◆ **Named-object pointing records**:
________

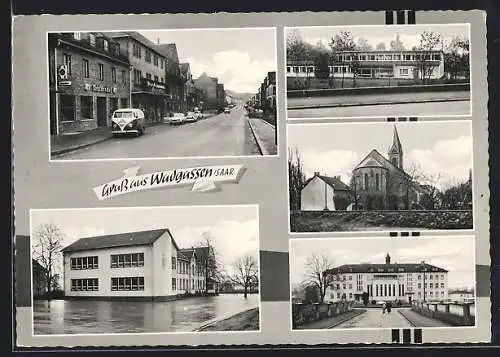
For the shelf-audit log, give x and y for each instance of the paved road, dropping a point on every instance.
(375, 318)
(392, 110)
(220, 135)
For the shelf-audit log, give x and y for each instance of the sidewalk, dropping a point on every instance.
(264, 134)
(418, 320)
(332, 321)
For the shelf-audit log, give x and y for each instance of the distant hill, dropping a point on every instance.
(241, 96)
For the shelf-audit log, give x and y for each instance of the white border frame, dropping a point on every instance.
(394, 26)
(276, 128)
(471, 236)
(383, 233)
(201, 333)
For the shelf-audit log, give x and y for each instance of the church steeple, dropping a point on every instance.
(396, 150)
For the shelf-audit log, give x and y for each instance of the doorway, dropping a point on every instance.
(102, 119)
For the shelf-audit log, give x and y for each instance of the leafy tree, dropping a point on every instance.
(429, 42)
(47, 247)
(341, 42)
(316, 266)
(296, 178)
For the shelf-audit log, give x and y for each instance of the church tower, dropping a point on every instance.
(396, 151)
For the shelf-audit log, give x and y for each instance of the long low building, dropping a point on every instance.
(405, 282)
(376, 64)
(146, 264)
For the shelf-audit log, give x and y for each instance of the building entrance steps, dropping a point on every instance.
(264, 134)
(416, 319)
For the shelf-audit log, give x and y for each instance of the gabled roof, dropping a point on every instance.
(118, 240)
(386, 268)
(333, 182)
(168, 50)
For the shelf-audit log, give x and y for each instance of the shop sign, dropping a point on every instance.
(100, 88)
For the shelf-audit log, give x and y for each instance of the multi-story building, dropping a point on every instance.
(148, 87)
(146, 264)
(174, 78)
(207, 89)
(405, 282)
(376, 64)
(88, 79)
(189, 99)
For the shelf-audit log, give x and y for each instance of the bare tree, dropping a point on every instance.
(47, 252)
(245, 273)
(207, 259)
(316, 267)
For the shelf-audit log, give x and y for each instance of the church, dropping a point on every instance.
(377, 183)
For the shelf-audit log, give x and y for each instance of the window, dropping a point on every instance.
(67, 104)
(127, 284)
(67, 62)
(84, 284)
(85, 263)
(101, 71)
(127, 260)
(86, 107)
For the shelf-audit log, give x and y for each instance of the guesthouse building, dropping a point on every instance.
(146, 264)
(88, 79)
(405, 282)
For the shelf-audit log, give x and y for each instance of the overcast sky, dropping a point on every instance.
(235, 229)
(408, 34)
(453, 253)
(441, 148)
(240, 58)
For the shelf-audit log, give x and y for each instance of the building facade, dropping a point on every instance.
(323, 193)
(382, 183)
(147, 264)
(88, 79)
(376, 64)
(405, 282)
(147, 73)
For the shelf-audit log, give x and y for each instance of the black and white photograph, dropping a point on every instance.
(145, 270)
(382, 283)
(367, 71)
(162, 94)
(380, 176)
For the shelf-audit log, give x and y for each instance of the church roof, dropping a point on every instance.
(333, 182)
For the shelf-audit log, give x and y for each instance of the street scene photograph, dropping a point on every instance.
(162, 94)
(341, 283)
(367, 71)
(380, 176)
(139, 270)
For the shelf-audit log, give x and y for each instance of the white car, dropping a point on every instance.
(191, 116)
(175, 118)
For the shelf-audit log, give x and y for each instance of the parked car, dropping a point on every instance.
(175, 118)
(127, 121)
(199, 114)
(191, 116)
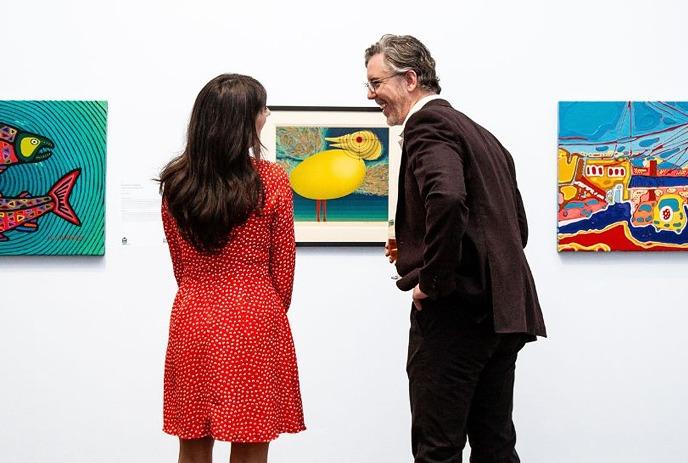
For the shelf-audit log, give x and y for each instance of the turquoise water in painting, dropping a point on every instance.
(353, 208)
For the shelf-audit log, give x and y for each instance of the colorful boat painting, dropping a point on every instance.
(623, 176)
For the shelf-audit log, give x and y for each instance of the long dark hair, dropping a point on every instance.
(213, 186)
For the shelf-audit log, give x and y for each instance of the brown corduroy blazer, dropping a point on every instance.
(460, 223)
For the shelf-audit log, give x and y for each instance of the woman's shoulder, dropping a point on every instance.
(271, 172)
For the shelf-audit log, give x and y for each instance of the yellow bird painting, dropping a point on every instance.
(336, 172)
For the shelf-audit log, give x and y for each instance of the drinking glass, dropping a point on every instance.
(392, 245)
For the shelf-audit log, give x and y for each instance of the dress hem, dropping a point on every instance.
(230, 438)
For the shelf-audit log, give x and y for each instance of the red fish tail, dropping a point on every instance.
(60, 194)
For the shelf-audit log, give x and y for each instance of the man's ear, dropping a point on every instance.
(411, 80)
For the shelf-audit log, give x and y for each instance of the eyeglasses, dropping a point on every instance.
(374, 85)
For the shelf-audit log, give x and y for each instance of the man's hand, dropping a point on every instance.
(388, 253)
(418, 297)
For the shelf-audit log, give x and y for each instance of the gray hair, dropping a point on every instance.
(404, 53)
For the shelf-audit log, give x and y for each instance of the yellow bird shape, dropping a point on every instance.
(335, 173)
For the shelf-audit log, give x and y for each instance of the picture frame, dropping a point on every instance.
(52, 177)
(343, 165)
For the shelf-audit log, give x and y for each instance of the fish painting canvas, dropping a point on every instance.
(52, 177)
(623, 176)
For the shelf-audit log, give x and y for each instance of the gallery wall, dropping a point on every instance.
(82, 339)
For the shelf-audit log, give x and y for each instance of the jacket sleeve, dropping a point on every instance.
(172, 237)
(282, 244)
(520, 209)
(434, 156)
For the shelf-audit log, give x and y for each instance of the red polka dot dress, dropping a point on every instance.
(230, 369)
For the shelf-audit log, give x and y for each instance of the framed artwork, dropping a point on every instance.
(52, 177)
(623, 176)
(342, 164)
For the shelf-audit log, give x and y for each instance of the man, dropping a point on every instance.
(460, 230)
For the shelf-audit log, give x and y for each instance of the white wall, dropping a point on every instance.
(82, 339)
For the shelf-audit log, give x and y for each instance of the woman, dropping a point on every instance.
(230, 369)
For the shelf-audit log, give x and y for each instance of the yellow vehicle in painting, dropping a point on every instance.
(669, 213)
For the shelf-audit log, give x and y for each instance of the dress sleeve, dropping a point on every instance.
(282, 244)
(171, 235)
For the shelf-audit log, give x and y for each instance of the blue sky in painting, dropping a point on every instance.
(644, 129)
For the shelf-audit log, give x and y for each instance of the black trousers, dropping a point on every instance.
(461, 383)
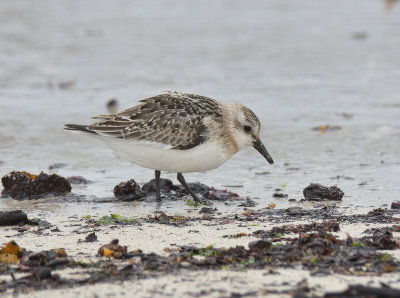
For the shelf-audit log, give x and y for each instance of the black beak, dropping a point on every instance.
(261, 148)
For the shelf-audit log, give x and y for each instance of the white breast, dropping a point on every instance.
(203, 157)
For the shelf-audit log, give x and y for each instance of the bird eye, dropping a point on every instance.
(247, 128)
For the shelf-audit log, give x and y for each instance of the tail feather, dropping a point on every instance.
(79, 127)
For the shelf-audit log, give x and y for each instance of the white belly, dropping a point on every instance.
(204, 157)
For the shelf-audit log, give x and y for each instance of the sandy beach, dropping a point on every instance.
(323, 79)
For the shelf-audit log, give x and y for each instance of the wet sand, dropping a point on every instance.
(299, 66)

________

◆ **YOUR INSTRUCTIONS**: All records above are to be printed exactly, minus the pictures they contain.

◆ **TASK SOLUTION**:
For the shelf-audit log, give x and y for each instance of the paved road, dropping a point on every instance.
(375, 318)
(392, 110)
(220, 135)
For the shelf-audit log, give x and y for each instance of the sidewalk, dropping a point on every instance.
(264, 134)
(418, 320)
(332, 321)
For the shelf-audit log, give x and y for each instance of the distant hill, dropping a point on every instance.
(241, 96)
For the shelf-audit log, give x and y for each instance of the white border frame, dropping a point on every instance.
(394, 26)
(276, 128)
(471, 236)
(383, 233)
(201, 333)
For the shelf-audit log, give x and y for each instance of the church steeple, dropping a point on every instance.
(396, 150)
For the shelf-audit log, give x and y for each instance of the doorway, dropping a point on every instance.
(102, 119)
For the shelf-audit log, give x and y for each instance of the leafy tree, dropping a point on every instance.
(429, 42)
(47, 247)
(341, 42)
(316, 266)
(296, 178)
For the shelf-audit log, give x and y for each instance of the church tower, dropping a point on every instance.
(396, 151)
For the shelf-audit log, give x and y for each instance of the long low building, dropping a point on every instance.
(405, 282)
(376, 64)
(146, 264)
For the shelf-audit log, give x and y for each instance of the building entrance steps, dropping a point on every instance.
(264, 134)
(416, 319)
For the shelf-audit log, give x and y for each instance of the gabled roof, dropping a point on every instance.
(118, 240)
(386, 268)
(333, 182)
(168, 50)
For the shelf-audit log, give x and y for each instance of the shop sign, dropping a point on every instance.
(100, 88)
For the shelf-audit log, give x and y for each instance of the multi-story building, dropping a point on every instance.
(148, 87)
(146, 264)
(174, 78)
(207, 89)
(405, 282)
(376, 64)
(88, 79)
(189, 99)
For the shelf-audit log, give x and y for each instance of the bare tree, dropping a point on every instance.
(47, 252)
(245, 273)
(207, 259)
(316, 267)
For the shelf-audit log, give x and y for each instance of the church, dropping a point on every instance.
(377, 183)
For the shelf-audit log, give x and y for each instance of the window, dropping a point on every instance.
(67, 104)
(127, 284)
(67, 62)
(84, 284)
(85, 263)
(101, 71)
(127, 260)
(86, 107)
For the shelf-audit log, give x and y for each instance of the guesthouse building, dropping a point on every instance.
(146, 264)
(88, 79)
(405, 282)
For the shelf-audit log, give x and y for each instance of the overcast sky, dropping a point on every instance.
(235, 229)
(408, 34)
(453, 253)
(441, 148)
(240, 58)
For the shelf-audit log, give x and y for each instance of the building facade, dropping a point on every instance.
(323, 193)
(382, 183)
(147, 264)
(88, 79)
(376, 64)
(405, 282)
(147, 73)
For the shelf-audit log, give x and y for each instance of the black and white photograph, dropping a point on every instance.
(145, 270)
(382, 283)
(367, 71)
(162, 94)
(380, 176)
For the shelf-audit log, give x and y for each instance of the church roof, dropping a point on every instance.
(333, 182)
For the shelf-audit log, give x and y for each instance of the street scene photograph, dropping a point on every instance.
(162, 94)
(341, 283)
(367, 71)
(380, 176)
(139, 270)
For the shelf-audit log, give x and y for each instance of the white car, dropping a point on every instance.
(191, 116)
(175, 118)
For the shelf-audit log, give x and y for each instance of the parked car, dropping a point on every instance.
(175, 118)
(127, 121)
(199, 114)
(191, 116)
For the shelf-audit log, give x and y for each instance of the turquoise water in painting, dropping a point on every instance.
(353, 208)
For the shelf-audit log, give x and y for each instance of the colorful boat painting, dropping a point on every instance.
(623, 176)
For the shelf-audit log, give x and y for each instance of the long dark hair, dropping a point on every instance.
(213, 186)
For the shelf-audit log, give x and y for each instance of the brown corduroy blazer, dropping a point on every instance.
(460, 223)
For the shelf-audit log, give x and y for each instance of the woman's shoulder, dropping a point on every instance.
(271, 172)
For the shelf-audit log, give x and y for each instance of the yellow bird painting, dropping a point on every instance.
(336, 172)
For the shelf-audit log, give x and y for each instance of the drinking glass, dropping a point on every instance.
(392, 245)
For the shelf-audit log, give x and y for each instance of the dress hem, dropping a point on every instance.
(230, 438)
For the shelf-audit log, give x and y for each instance of the red fish tail, dropping a point on every instance.
(60, 194)
For the shelf-audit log, give x and y for each instance of the man's ear, dropping a point on every instance.
(411, 80)
For the shelf-audit log, give x and y for each instance of the eyeglasses, dropping a point on every instance.
(374, 85)
For the shelf-audit log, give x and y for each instance of the man's hand, dropping a point on every instance.
(388, 253)
(418, 297)
For the shelf-audit log, give x and y for each instance of the gray hair, dropping a point on every instance.
(404, 53)
For the shelf-audit log, give x and y for each instance of the yellow bird shape, dropping a point on every instance.
(335, 173)
For the shelf-audit log, give x and y for each instance of the picture frame, dropping a point on every instance.
(52, 177)
(343, 165)
For the shelf-audit log, give x and y for each instance of the fish painting canvas, dropping a point on every instance.
(52, 177)
(623, 176)
For the shelf-audit log, give x and y for each instance of the gallery wall, dropping a point on every instance.
(82, 339)
For the shelf-audit log, give x and y for each instance of the jacket sleeve, dropping a point on every instance.
(172, 237)
(282, 244)
(520, 209)
(434, 156)
For the shelf-audit log, give x and y for each instance of the red polka dot dress, dropping a point on every instance.
(230, 369)
For the shelf-audit log, give x and y for each instance of the framed artwork, dropping a point on every instance.
(52, 177)
(623, 176)
(342, 164)
For the shelf-audit log, give x and y for each instance of the man, dropping a point on every instance.
(460, 230)
For the shelf-audit log, give x and y for each instance of the white wall, dropping a point on every instance.
(82, 339)
For the shelf-audit log, give x and y for each instance of the woman, dropping a point on every instance.
(230, 369)
For the shelf-audit log, give x and y for each instance of the yellow vehicle in painting, dropping a point on every instance.
(669, 213)
For the shelf-audit log, give x and y for each instance of the dress sleeve, dropping a point on every instance.
(282, 244)
(171, 235)
For the shelf-audit log, give x and y for each instance of the blue sky in painting, dropping a point on every instance.
(644, 129)
For the shelf-audit log, give x and y for each instance of the black trousers, dropping a point on every instance.
(461, 383)
For the shelf-audit log, give x and y for each instance of the black beak, dropping a point on every instance.
(261, 148)
For the shelf-audit log, give x and y for each instance of the white breast, dropping a point on every instance.
(203, 157)
For the shelf-audit log, give x and y for each instance of the bird eye, dropping a point on every instance.
(247, 128)
For the shelf-audit log, give x and y for each instance of the tail feather, dropping a point on every instance.
(79, 127)
For the shelf-audit log, give x and y for each instance of the white belly, dropping a point on every instance.
(204, 157)
For the shelf-audit log, give x and y for each instance of the sandy beach, dropping a point on every instance.
(323, 79)
For the shelf-audit log, give x and y for each instance of the wet sand, dropping a point on every instance.
(299, 66)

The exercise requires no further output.